> Written request A
Collect each line of the listing that contains the word "stone".

For all problems that you must write explanations and sentences for, you **must** provide your answer in the designated space. **Moreover, throughout this homework and all future ones, please be sure to not re-assign variables throughout the notebook!** For example, if you use `max_temperature` in your answer to one question, do not reassign it later on. Otherwise, you will fail tests that you thought you were passing previously!


**Note: This homework has hidden tests on it. That means even though the tests may say 100% passed, it doesn't mean your final grade will be 100%. We will be running more tests for correctness once everyone turns in the homework.**


Directly sharing answers is not okay, but discussing problems with the course staff or with other students is encouraged.

You should start early so that you have time to get help if you're stuck.

In [None]:
# Don't change this cell; just run it.

import numpy as np
from datascience import *


# These lines do some fancy plotting magic.",
import matplotlib
%matplotlib inline
import matplotlib.pyplot as plt
plt.style.use('fivethirtyeight')
import warnings
warnings.simplefilter('ignore', FutureWarning)

## A Note on Confidence Intervals

**Remember:** A *confidence interval* represents a range of numbers in which a mean (or other statistical summary statistic) is likely to be. The likelihood of the *actual* mean being within our confidence interval is defined by a percentage (or confidence level).


This homework focuses on exploring confidence intervals from **two viewpoints**:


1.   Constructing confidence intervals from our given data based on the assumption that our data is *normal* (meaning the underlying data is bell-shaped). This methodology requires a concept called the $z$-score, which we will go through below.
2.   Constructing confidence intervals using a bootstrap approach. This methodology requires no real assumptions about the underlying data being normal, but rather leverages the idea that we can *sample* from a large data set to get an estimate of what our confidence intervals should be.

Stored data
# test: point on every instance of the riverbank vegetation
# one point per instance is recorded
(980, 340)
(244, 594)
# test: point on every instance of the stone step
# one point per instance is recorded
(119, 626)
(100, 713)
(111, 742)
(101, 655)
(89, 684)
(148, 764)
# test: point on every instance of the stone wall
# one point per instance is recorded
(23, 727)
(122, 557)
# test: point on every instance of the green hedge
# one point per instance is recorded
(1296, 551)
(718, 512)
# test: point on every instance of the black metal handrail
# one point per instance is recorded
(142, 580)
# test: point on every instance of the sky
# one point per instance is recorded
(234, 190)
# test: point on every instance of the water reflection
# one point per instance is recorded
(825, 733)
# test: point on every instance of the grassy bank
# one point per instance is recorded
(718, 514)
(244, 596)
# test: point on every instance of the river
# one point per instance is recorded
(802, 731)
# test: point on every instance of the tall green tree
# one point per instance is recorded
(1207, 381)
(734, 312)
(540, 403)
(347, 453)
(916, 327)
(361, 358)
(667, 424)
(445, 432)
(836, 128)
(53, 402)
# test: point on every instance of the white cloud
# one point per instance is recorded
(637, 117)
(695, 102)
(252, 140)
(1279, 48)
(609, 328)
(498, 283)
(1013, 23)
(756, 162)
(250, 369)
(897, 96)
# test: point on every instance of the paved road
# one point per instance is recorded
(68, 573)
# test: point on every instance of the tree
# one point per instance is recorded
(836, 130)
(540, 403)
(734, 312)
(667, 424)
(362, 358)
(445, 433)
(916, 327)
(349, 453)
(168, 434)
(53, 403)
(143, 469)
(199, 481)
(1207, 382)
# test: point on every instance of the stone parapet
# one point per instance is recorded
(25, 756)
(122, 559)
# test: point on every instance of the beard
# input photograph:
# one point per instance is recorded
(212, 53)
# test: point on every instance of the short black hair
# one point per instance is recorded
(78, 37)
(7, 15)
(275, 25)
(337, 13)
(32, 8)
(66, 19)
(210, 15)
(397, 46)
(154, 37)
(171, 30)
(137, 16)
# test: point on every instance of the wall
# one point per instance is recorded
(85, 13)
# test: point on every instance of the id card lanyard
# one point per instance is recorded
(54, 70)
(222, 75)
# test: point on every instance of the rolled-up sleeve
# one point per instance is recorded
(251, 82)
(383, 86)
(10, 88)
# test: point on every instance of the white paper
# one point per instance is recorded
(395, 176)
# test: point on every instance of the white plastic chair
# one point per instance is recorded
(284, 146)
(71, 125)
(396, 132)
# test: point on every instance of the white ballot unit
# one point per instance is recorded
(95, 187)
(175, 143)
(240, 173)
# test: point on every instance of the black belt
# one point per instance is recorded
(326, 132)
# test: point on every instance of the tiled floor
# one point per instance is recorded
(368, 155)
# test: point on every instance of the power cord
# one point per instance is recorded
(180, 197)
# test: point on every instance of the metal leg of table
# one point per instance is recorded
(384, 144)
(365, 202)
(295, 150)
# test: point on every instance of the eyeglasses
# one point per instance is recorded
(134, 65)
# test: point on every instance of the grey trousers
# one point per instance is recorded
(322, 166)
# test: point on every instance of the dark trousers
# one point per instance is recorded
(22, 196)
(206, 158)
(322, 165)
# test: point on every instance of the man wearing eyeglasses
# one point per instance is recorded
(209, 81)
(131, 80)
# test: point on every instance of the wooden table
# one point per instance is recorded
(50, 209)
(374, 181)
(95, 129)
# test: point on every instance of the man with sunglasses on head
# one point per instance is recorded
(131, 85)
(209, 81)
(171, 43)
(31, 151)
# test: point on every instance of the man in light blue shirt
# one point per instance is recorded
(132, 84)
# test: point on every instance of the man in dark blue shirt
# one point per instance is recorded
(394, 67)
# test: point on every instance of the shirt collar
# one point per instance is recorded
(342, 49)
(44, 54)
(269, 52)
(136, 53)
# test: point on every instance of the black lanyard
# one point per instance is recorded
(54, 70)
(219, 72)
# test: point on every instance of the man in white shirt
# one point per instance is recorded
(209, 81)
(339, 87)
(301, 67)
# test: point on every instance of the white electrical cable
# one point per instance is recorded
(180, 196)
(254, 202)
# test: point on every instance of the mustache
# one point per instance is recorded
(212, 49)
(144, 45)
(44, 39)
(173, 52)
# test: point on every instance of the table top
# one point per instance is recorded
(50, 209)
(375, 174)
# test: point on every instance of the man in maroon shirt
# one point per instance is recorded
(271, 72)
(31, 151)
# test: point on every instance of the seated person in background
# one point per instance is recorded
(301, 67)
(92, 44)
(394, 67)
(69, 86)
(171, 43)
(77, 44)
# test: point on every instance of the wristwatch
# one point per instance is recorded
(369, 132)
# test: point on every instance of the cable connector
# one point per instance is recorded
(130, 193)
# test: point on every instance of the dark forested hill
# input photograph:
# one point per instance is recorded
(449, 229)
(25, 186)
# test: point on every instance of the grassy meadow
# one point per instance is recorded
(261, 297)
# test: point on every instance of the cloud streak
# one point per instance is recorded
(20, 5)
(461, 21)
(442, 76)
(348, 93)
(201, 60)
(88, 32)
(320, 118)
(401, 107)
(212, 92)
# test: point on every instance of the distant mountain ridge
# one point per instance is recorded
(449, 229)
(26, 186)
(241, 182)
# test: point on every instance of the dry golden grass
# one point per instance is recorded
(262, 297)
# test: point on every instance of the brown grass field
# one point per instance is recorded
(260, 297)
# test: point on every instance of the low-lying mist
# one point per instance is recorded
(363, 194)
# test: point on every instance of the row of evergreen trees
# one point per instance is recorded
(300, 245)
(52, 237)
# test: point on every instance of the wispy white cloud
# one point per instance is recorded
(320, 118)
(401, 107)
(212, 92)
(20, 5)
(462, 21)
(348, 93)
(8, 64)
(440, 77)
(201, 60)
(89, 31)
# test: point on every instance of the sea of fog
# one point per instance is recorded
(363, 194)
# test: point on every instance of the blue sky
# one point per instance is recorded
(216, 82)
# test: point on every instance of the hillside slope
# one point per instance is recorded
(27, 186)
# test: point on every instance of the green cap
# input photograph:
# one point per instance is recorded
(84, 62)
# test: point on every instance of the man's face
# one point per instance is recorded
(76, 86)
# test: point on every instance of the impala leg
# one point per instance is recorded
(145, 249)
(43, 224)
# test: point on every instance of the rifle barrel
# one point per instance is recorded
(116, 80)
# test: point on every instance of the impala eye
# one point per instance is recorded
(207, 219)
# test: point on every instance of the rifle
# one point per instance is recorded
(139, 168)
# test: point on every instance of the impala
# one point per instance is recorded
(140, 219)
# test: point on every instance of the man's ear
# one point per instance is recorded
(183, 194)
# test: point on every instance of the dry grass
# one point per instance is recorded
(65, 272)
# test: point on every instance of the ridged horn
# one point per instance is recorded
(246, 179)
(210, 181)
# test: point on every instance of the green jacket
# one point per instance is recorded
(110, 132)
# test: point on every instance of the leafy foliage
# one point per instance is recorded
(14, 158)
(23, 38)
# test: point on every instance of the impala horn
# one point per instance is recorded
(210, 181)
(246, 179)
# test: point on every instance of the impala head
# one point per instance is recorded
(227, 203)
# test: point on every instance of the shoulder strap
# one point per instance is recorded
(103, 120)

> Written request B
Quote the homework notebook from "Directly sharing answers" up to and including "just run it.".

> Task output A
# test: point on every instance of the stone step
# test: point on every instance of the stone wall
# test: point on every instance of the stone parapet

> Task output B
Directly sharing answers is not okay, but discussing problems with the course staff or with other students is encouraged.

You should start early so that you have time to get help if you're stuck.

In [None]:
# Don't change this cell; just run it.